- Exercise task
In the material below, count the lines that contain the string "boat" and give only the number.

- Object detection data
★ ★ ★ ★ ★ ★ ★
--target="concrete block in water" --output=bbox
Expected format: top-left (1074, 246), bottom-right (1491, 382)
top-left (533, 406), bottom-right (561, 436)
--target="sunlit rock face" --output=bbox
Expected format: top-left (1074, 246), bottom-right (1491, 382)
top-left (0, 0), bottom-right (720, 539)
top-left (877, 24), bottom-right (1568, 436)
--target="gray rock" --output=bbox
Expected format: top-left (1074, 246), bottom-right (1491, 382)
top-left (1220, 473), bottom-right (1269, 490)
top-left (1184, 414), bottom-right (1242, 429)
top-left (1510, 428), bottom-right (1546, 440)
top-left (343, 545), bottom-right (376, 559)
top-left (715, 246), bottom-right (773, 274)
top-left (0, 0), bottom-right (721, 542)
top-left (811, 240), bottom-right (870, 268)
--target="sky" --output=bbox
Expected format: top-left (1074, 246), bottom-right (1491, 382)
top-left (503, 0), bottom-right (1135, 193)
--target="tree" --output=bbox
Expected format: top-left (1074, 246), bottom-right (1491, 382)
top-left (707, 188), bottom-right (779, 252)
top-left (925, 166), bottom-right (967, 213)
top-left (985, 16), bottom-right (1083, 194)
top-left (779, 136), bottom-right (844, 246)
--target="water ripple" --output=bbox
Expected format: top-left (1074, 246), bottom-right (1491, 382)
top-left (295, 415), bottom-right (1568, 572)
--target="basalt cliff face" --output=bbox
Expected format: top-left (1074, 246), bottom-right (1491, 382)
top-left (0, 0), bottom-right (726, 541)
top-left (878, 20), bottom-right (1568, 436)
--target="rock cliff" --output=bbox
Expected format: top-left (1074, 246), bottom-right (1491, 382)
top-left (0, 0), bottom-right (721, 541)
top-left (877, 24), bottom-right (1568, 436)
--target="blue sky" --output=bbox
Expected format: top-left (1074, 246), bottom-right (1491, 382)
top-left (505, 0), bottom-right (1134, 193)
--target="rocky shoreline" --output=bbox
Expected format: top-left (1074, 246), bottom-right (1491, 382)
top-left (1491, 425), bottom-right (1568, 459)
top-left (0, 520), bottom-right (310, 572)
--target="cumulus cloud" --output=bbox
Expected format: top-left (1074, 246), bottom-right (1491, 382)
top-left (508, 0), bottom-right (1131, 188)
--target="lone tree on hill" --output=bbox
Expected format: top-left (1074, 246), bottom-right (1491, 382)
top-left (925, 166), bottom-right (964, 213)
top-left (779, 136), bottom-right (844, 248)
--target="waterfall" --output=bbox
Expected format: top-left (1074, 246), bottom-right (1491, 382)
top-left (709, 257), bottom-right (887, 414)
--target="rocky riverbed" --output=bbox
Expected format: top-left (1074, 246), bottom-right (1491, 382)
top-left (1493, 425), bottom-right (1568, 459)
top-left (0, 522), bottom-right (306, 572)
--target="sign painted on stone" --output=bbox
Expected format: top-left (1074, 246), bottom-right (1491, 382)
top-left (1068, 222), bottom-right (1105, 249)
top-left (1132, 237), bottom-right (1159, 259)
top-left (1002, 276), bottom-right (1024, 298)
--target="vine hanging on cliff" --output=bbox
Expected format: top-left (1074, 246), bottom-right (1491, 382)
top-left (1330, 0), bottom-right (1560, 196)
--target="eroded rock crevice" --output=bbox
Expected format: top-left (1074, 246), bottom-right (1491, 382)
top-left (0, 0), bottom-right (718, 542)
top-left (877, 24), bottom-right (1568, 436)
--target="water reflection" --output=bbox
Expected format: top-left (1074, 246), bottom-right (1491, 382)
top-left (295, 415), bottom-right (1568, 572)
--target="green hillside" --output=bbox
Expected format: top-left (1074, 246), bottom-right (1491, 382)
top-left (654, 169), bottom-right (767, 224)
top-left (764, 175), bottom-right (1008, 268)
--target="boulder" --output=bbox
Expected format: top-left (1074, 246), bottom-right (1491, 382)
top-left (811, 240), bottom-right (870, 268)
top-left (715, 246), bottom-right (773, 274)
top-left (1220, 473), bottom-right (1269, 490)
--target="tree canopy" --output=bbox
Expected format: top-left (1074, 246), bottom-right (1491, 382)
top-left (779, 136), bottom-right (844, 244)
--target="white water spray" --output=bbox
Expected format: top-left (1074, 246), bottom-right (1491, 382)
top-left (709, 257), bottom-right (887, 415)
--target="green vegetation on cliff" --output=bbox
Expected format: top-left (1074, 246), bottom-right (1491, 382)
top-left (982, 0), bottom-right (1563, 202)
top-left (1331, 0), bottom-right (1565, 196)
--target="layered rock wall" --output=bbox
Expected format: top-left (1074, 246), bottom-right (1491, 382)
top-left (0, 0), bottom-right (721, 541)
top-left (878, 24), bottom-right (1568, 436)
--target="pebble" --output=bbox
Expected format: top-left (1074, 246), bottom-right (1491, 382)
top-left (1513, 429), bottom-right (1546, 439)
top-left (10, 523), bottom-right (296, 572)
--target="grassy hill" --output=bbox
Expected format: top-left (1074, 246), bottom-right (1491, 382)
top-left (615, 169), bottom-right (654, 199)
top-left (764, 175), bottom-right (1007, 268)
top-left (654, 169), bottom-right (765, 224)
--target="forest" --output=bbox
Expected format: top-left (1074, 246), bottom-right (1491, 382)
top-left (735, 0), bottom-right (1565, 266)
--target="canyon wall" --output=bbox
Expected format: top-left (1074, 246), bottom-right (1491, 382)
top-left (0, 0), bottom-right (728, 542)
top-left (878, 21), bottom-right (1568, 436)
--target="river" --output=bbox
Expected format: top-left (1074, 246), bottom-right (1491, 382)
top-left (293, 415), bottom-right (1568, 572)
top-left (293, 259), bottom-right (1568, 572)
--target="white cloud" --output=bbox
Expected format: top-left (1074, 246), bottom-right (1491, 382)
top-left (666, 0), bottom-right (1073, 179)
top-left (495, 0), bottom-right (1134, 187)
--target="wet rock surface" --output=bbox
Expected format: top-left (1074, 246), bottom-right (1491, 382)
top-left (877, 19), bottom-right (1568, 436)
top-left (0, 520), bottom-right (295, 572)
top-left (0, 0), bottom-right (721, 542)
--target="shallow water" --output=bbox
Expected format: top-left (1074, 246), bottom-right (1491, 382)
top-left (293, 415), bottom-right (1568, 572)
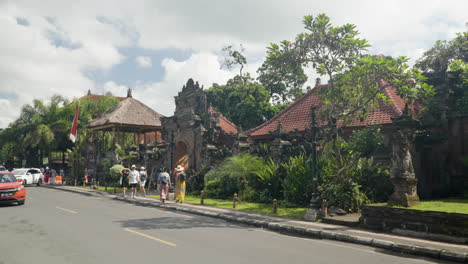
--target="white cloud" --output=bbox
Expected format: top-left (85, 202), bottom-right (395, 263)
top-left (135, 56), bottom-right (153, 68)
top-left (103, 81), bottom-right (128, 97)
top-left (133, 53), bottom-right (243, 116)
top-left (0, 0), bottom-right (468, 127)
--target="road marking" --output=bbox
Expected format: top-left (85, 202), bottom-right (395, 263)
top-left (55, 206), bottom-right (78, 214)
top-left (124, 228), bottom-right (177, 247)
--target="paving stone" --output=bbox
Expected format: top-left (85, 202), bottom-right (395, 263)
top-left (320, 230), bottom-right (337, 240)
top-left (372, 239), bottom-right (395, 249)
top-left (440, 250), bottom-right (467, 262)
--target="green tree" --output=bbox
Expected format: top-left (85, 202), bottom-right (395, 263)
top-left (416, 32), bottom-right (468, 86)
top-left (296, 14), bottom-right (433, 128)
top-left (206, 74), bottom-right (278, 129)
top-left (257, 40), bottom-right (307, 104)
top-left (223, 44), bottom-right (248, 82)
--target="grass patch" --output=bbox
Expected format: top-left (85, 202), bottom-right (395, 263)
top-left (148, 195), bottom-right (307, 219)
top-left (371, 199), bottom-right (468, 214)
top-left (73, 186), bottom-right (307, 219)
top-left (410, 199), bottom-right (468, 214)
top-left (76, 186), bottom-right (123, 193)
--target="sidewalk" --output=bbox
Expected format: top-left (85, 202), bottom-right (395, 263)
top-left (44, 185), bottom-right (468, 263)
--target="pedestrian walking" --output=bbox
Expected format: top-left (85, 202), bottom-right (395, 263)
top-left (50, 169), bottom-right (57, 184)
top-left (120, 168), bottom-right (130, 197)
top-left (157, 167), bottom-right (171, 203)
top-left (128, 165), bottom-right (140, 198)
top-left (44, 167), bottom-right (50, 183)
top-left (175, 165), bottom-right (187, 203)
top-left (140, 167), bottom-right (147, 196)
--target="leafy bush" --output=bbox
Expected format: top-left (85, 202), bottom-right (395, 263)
top-left (320, 131), bottom-right (393, 211)
top-left (205, 154), bottom-right (264, 201)
top-left (109, 164), bottom-right (124, 183)
top-left (281, 154), bottom-right (313, 205)
top-left (252, 157), bottom-right (283, 203)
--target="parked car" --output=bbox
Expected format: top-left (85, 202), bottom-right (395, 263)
top-left (0, 171), bottom-right (26, 205)
top-left (11, 168), bottom-right (44, 186)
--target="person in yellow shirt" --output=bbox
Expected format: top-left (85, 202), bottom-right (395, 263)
top-left (175, 165), bottom-right (187, 203)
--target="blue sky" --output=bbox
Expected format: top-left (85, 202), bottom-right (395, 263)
top-left (0, 0), bottom-right (468, 128)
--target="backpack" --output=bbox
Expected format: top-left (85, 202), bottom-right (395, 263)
top-left (140, 173), bottom-right (146, 181)
top-left (179, 173), bottom-right (187, 182)
top-left (161, 175), bottom-right (168, 185)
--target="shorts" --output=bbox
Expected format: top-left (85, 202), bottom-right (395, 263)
top-left (120, 181), bottom-right (128, 188)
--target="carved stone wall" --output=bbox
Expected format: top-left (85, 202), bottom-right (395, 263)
top-left (162, 79), bottom-right (236, 171)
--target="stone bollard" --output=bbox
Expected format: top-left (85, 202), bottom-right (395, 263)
top-left (322, 199), bottom-right (328, 217)
top-left (232, 193), bottom-right (239, 209)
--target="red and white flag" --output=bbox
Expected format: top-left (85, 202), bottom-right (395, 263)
top-left (70, 103), bottom-right (80, 143)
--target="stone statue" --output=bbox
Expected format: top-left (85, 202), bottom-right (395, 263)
top-left (388, 129), bottom-right (419, 207)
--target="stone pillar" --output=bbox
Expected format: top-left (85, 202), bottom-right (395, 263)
top-left (388, 107), bottom-right (419, 207)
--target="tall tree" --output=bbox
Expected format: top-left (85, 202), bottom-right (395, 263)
top-left (295, 14), bottom-right (432, 129)
top-left (223, 44), bottom-right (248, 83)
top-left (257, 40), bottom-right (307, 103)
top-left (206, 74), bottom-right (276, 129)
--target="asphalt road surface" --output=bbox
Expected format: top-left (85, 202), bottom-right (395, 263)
top-left (0, 187), bottom-right (454, 264)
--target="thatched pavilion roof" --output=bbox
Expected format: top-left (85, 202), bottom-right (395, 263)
top-left (88, 90), bottom-right (164, 133)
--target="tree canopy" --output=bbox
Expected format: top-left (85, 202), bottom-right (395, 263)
top-left (206, 75), bottom-right (278, 129)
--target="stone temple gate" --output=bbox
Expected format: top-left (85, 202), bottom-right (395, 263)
top-left (161, 79), bottom-right (238, 171)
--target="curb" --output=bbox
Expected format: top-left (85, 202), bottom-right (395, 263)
top-left (42, 185), bottom-right (468, 263)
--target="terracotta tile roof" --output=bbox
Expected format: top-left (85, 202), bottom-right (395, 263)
top-left (208, 107), bottom-right (237, 135)
top-left (88, 97), bottom-right (164, 130)
top-left (247, 85), bottom-right (405, 138)
top-left (78, 94), bottom-right (126, 103)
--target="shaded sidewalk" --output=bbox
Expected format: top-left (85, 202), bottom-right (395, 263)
top-left (45, 185), bottom-right (468, 263)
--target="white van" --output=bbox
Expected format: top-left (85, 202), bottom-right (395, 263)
top-left (11, 168), bottom-right (44, 186)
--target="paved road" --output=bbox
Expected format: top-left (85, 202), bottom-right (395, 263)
top-left (0, 187), bottom-right (454, 264)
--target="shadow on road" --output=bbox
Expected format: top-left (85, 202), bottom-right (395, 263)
top-left (116, 217), bottom-right (243, 230)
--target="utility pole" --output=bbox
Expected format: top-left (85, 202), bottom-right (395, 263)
top-left (304, 105), bottom-right (322, 221)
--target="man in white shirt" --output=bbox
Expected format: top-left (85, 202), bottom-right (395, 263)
top-left (128, 165), bottom-right (140, 198)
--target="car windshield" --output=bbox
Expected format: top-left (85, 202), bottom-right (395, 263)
top-left (11, 169), bottom-right (27, 175)
top-left (0, 173), bottom-right (16, 183)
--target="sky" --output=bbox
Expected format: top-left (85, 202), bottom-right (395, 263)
top-left (0, 0), bottom-right (468, 128)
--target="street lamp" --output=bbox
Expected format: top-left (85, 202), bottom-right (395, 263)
top-left (304, 105), bottom-right (322, 221)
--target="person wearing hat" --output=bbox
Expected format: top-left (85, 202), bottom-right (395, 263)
top-left (174, 165), bottom-right (187, 203)
top-left (120, 168), bottom-right (130, 197)
top-left (128, 165), bottom-right (140, 198)
top-left (158, 167), bottom-right (171, 203)
top-left (140, 167), bottom-right (147, 196)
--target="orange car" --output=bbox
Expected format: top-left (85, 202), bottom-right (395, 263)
top-left (0, 171), bottom-right (26, 205)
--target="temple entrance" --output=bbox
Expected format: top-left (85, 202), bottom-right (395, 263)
top-left (171, 141), bottom-right (188, 170)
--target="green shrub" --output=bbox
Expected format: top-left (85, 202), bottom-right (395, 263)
top-left (109, 164), bottom-right (124, 183)
top-left (205, 154), bottom-right (264, 201)
top-left (281, 154), bottom-right (313, 206)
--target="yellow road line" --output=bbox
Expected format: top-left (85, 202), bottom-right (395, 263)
top-left (55, 206), bottom-right (78, 214)
top-left (124, 228), bottom-right (177, 247)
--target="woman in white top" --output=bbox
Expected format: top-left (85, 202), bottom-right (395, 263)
top-left (128, 165), bottom-right (140, 198)
top-left (140, 167), bottom-right (147, 196)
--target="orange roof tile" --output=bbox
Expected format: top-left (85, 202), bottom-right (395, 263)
top-left (208, 107), bottom-right (237, 135)
top-left (247, 85), bottom-right (405, 138)
top-left (78, 94), bottom-right (127, 102)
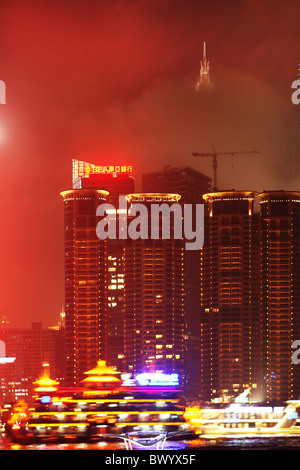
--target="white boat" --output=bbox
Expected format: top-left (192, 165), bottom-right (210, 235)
top-left (199, 400), bottom-right (300, 438)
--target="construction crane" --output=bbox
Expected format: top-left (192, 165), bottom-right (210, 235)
top-left (192, 145), bottom-right (258, 191)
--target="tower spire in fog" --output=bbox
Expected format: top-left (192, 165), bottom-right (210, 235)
top-left (196, 41), bottom-right (211, 90)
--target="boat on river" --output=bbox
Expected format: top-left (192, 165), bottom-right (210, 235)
top-left (5, 361), bottom-right (200, 445)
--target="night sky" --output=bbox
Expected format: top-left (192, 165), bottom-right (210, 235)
top-left (0, 0), bottom-right (300, 328)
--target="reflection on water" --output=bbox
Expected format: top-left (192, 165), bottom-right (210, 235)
top-left (0, 436), bottom-right (300, 451)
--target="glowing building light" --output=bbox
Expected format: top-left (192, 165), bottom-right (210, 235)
top-left (136, 372), bottom-right (179, 386)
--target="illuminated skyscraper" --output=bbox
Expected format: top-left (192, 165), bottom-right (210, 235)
top-left (61, 189), bottom-right (108, 385)
top-left (124, 193), bottom-right (184, 379)
top-left (200, 191), bottom-right (261, 399)
top-left (61, 160), bottom-right (134, 384)
top-left (258, 191), bottom-right (300, 404)
top-left (142, 166), bottom-right (211, 398)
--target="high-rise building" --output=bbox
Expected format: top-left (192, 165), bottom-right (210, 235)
★ ★ ★ ★ ★ ★ ★
- Solution to the problem
2